§ **Aim of the task**
Using only the records, tally the lines with "below" in them and state that total by itself.

§ **Supplied material**
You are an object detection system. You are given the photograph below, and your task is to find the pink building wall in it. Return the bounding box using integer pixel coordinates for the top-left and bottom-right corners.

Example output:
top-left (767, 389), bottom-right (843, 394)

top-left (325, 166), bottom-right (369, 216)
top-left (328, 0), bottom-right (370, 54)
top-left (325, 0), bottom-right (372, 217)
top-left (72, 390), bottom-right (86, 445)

==

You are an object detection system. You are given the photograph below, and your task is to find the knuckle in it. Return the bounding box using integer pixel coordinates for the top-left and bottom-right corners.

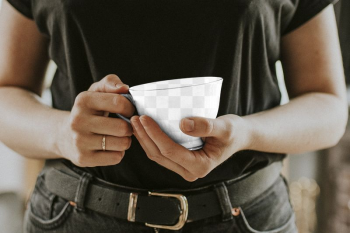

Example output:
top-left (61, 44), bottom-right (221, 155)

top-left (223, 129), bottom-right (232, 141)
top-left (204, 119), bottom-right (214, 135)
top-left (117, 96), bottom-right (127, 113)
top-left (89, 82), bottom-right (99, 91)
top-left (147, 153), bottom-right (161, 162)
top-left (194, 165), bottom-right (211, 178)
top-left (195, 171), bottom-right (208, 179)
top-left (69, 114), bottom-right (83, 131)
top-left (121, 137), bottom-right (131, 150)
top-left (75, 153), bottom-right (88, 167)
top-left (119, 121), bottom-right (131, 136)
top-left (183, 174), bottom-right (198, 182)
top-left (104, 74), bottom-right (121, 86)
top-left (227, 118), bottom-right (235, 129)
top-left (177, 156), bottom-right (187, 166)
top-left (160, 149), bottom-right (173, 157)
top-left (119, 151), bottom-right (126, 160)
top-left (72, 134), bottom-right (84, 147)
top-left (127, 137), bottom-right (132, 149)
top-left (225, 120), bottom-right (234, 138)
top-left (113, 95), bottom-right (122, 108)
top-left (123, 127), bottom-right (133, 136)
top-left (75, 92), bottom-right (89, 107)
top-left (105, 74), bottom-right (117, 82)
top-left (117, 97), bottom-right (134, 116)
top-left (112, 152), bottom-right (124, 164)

§ **Answer area**
2